### [Data shown]
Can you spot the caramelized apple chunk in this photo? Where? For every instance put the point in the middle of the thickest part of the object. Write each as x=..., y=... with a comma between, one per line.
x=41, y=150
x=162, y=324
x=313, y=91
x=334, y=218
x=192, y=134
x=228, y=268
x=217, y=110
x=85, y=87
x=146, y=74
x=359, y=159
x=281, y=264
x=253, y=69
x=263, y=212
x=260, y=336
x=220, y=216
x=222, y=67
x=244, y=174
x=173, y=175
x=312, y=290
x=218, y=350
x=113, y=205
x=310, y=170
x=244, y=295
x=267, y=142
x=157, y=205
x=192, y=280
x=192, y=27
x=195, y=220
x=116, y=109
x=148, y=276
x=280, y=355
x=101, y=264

### [Aim of the exercise]
Give back each line above precisely as it stands.

### [Expected answer]
Can you spot the caramelized apple chunk in this photo? Where? For every instance put the point in the middle of the thickest part of the object. Write each as x=..., y=... with a comma between, one per line.
x=41, y=150
x=162, y=324
x=313, y=91
x=334, y=218
x=192, y=134
x=228, y=268
x=217, y=110
x=85, y=87
x=146, y=74
x=359, y=159
x=281, y=264
x=253, y=69
x=263, y=212
x=260, y=336
x=220, y=216
x=222, y=67
x=244, y=174
x=173, y=175
x=312, y=290
x=218, y=350
x=113, y=205
x=310, y=170
x=244, y=295
x=267, y=142
x=157, y=205
x=192, y=280
x=192, y=27
x=195, y=220
x=116, y=109
x=148, y=276
x=280, y=355
x=101, y=264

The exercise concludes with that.